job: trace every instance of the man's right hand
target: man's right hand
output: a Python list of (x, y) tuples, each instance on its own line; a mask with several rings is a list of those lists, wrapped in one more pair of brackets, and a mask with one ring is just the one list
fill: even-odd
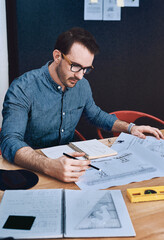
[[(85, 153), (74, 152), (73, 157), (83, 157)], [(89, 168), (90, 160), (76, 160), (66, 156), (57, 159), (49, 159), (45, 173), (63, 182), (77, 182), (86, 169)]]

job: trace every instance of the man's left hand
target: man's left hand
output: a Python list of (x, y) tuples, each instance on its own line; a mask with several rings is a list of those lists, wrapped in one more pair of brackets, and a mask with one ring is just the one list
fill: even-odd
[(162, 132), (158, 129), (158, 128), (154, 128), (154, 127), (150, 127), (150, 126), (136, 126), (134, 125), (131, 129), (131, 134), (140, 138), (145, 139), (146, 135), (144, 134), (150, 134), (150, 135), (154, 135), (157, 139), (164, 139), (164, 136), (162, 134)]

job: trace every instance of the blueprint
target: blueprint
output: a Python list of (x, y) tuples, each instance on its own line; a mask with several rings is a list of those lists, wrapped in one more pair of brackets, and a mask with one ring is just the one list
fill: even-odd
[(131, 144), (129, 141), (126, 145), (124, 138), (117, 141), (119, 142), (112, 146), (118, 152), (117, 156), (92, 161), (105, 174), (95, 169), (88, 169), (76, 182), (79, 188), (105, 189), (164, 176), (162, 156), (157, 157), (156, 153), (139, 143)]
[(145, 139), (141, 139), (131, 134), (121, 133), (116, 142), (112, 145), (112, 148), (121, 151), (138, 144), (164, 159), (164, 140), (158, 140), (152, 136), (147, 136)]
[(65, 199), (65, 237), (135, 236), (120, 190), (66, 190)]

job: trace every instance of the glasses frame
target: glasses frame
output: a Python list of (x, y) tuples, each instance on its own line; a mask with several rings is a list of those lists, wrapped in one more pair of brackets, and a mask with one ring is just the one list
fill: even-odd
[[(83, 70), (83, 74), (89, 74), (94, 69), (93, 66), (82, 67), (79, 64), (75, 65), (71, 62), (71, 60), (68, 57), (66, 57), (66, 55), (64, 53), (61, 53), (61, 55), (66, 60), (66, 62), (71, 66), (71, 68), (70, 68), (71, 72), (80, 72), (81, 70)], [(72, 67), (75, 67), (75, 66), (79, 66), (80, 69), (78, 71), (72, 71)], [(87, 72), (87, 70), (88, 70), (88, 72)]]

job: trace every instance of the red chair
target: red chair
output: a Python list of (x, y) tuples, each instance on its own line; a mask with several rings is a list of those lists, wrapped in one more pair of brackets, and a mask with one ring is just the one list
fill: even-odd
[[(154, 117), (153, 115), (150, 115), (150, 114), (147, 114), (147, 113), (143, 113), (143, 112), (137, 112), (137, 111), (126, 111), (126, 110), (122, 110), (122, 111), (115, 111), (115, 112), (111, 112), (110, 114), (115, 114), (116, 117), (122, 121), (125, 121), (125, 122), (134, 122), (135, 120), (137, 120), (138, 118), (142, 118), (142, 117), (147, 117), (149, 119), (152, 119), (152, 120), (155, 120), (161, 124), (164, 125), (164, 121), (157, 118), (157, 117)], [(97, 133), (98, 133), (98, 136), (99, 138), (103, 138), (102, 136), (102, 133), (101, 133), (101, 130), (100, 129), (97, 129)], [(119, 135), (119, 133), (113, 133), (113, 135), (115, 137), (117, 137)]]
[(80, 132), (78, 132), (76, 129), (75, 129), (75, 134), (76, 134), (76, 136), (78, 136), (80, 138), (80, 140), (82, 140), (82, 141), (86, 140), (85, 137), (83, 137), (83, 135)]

...

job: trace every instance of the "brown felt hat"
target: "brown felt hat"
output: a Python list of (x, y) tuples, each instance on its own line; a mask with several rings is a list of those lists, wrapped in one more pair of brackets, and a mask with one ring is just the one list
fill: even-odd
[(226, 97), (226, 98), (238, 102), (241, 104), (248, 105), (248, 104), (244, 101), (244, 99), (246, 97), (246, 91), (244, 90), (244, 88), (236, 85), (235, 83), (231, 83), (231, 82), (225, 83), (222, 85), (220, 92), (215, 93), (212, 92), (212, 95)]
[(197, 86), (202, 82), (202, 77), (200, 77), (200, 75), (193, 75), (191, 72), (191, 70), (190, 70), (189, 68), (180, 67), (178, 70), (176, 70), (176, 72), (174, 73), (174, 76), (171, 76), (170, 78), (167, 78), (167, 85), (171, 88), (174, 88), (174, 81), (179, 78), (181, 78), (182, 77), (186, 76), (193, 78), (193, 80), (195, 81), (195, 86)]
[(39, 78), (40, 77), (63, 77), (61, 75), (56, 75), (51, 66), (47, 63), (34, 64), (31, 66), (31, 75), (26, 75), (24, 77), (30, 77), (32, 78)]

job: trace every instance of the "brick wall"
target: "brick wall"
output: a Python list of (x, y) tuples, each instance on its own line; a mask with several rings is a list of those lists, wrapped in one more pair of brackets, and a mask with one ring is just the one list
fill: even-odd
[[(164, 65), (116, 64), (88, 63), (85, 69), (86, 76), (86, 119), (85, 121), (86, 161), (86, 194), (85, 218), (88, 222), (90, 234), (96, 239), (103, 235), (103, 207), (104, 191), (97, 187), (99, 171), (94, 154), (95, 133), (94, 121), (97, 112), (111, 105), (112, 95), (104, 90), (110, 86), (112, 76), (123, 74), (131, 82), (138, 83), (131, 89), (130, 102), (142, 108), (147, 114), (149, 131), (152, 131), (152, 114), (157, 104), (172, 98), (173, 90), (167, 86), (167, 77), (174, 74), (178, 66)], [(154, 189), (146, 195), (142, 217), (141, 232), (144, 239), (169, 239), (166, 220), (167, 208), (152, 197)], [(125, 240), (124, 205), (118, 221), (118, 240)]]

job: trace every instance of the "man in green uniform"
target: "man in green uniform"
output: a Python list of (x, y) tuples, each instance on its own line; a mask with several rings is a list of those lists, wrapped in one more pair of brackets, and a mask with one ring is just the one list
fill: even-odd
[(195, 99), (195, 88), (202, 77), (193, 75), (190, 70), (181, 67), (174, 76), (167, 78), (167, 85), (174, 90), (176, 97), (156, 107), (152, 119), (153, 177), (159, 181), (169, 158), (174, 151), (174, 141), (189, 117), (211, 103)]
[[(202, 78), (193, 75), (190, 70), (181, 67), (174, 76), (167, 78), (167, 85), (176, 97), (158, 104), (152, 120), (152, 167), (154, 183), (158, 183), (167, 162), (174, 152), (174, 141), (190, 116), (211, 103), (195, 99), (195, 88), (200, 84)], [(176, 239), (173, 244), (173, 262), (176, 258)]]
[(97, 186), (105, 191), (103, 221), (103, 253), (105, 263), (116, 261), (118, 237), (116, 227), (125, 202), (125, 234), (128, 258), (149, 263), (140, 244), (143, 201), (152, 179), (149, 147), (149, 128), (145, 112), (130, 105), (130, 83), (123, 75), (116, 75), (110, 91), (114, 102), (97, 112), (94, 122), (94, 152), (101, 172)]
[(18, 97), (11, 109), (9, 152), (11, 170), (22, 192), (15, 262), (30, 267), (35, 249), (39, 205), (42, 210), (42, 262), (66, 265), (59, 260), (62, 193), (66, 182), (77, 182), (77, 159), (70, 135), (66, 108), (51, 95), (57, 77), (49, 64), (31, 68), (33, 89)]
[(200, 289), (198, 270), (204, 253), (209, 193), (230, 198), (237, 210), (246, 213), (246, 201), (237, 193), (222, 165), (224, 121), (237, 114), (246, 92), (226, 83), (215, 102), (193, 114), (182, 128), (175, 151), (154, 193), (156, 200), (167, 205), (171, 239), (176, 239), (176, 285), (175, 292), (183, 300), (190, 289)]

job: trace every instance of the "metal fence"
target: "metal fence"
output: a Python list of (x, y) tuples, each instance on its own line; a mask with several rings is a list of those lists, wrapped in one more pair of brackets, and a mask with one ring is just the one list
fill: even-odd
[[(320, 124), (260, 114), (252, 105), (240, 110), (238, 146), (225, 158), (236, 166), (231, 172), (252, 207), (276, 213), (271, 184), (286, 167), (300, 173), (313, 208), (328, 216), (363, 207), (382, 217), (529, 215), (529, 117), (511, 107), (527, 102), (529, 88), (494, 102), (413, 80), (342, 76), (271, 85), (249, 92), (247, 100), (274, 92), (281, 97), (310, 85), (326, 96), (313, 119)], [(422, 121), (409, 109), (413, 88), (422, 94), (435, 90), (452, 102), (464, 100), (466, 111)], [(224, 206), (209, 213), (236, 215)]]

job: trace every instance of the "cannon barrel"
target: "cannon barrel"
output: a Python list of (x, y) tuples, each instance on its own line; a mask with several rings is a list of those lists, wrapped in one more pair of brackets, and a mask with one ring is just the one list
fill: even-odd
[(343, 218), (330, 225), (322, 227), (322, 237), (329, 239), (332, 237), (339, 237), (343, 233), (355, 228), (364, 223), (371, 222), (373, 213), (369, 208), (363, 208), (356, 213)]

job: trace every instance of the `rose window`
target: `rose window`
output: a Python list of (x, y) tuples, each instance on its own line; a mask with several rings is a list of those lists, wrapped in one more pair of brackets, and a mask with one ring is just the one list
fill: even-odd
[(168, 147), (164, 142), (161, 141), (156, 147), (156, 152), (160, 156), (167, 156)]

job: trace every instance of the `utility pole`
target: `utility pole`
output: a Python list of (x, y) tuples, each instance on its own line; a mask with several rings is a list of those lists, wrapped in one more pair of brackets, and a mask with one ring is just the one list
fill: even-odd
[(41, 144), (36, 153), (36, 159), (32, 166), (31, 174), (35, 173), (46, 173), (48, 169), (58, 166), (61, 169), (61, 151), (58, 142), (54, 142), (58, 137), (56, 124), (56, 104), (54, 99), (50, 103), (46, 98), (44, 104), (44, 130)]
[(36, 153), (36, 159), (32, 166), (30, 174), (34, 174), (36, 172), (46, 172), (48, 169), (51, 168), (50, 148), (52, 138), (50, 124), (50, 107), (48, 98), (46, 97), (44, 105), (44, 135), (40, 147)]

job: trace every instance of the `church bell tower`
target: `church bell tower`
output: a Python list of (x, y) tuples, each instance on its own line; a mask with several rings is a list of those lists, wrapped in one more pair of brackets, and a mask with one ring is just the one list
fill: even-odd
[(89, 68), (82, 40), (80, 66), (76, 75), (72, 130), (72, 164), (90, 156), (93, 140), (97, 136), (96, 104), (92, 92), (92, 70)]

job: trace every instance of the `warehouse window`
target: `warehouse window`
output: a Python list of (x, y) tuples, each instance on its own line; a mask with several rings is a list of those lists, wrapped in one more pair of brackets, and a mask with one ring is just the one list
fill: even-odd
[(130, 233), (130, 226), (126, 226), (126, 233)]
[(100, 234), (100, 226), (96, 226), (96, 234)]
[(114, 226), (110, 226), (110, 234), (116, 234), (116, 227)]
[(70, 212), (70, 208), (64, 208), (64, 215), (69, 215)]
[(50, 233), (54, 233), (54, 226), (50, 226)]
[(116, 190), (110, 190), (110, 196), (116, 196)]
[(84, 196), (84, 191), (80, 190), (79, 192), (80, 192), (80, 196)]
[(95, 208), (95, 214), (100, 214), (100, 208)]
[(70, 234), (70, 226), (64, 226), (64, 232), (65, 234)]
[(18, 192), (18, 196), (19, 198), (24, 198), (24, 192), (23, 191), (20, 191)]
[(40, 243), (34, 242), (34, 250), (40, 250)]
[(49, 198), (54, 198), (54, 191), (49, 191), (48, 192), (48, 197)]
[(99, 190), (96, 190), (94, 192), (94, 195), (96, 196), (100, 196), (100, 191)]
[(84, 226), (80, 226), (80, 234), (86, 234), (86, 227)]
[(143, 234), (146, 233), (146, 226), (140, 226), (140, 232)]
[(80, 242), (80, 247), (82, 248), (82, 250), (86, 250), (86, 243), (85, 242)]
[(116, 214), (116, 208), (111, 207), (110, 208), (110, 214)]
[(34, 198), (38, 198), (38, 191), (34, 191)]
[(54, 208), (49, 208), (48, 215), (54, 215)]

--

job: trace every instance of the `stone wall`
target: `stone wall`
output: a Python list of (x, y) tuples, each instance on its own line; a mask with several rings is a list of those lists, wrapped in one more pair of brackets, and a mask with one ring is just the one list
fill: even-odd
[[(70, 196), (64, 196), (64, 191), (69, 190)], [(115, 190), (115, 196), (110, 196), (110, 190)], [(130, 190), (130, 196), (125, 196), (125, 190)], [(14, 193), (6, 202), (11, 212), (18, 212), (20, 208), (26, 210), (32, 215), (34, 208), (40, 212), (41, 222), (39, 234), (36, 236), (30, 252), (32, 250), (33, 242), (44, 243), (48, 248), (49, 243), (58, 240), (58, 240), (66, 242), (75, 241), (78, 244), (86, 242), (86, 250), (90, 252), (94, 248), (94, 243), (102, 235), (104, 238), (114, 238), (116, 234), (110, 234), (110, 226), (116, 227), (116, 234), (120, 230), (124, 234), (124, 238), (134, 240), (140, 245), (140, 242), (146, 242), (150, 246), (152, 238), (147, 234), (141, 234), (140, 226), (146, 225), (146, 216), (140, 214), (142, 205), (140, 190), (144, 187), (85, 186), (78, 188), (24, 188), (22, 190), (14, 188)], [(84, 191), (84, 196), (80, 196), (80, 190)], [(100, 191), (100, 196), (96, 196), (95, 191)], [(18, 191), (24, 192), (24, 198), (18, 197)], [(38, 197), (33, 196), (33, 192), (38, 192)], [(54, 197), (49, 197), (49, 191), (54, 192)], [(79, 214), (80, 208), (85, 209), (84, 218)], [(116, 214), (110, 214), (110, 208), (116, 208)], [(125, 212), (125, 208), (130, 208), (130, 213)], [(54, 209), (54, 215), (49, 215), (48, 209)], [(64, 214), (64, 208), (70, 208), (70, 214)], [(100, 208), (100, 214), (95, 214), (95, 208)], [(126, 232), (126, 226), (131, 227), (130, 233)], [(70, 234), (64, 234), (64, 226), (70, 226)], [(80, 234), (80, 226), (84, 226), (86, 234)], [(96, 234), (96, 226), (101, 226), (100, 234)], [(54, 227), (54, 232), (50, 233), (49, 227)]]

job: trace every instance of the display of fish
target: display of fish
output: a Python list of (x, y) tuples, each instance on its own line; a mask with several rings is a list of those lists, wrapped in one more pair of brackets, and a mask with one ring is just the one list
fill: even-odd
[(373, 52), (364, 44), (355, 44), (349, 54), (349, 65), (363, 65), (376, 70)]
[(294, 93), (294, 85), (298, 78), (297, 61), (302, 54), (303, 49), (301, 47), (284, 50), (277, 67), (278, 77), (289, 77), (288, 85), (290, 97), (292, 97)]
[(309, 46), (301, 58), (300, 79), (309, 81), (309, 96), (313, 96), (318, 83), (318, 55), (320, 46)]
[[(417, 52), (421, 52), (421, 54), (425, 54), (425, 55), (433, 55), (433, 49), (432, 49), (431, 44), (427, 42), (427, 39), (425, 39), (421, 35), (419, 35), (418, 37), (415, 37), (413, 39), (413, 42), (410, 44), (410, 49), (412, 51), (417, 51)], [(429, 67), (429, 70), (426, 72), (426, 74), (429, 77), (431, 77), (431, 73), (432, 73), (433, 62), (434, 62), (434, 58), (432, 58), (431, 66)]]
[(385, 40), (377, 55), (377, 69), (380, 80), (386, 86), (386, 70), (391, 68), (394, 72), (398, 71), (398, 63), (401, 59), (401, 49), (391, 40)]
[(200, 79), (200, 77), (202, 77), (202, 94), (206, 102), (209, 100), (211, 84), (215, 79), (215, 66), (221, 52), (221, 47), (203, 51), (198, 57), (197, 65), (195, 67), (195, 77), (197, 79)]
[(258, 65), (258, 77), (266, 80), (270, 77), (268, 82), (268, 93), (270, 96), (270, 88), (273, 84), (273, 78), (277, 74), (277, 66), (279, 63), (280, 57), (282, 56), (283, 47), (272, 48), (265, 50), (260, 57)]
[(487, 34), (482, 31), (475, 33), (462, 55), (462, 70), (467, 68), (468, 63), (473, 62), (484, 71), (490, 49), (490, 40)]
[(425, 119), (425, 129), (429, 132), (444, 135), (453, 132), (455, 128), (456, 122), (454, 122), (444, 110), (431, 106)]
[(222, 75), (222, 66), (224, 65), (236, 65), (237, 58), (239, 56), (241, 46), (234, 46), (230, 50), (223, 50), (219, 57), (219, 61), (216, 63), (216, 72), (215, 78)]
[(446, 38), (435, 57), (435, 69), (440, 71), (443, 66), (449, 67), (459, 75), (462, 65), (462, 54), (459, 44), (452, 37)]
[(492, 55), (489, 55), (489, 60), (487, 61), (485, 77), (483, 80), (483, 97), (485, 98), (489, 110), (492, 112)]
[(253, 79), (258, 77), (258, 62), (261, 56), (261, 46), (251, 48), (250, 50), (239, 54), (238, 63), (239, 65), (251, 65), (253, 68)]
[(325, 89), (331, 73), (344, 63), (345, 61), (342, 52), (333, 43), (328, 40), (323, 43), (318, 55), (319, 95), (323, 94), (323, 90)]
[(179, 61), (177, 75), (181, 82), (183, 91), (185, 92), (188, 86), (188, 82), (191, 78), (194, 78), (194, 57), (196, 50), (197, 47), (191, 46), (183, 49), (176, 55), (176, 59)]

## [Written task]
Pull out each line of the data above that contains the word "stone" and list those lines. Upper and lower case count as different.

## [Task response]
job: trace every instance of the `stone wall`
target: `stone wall`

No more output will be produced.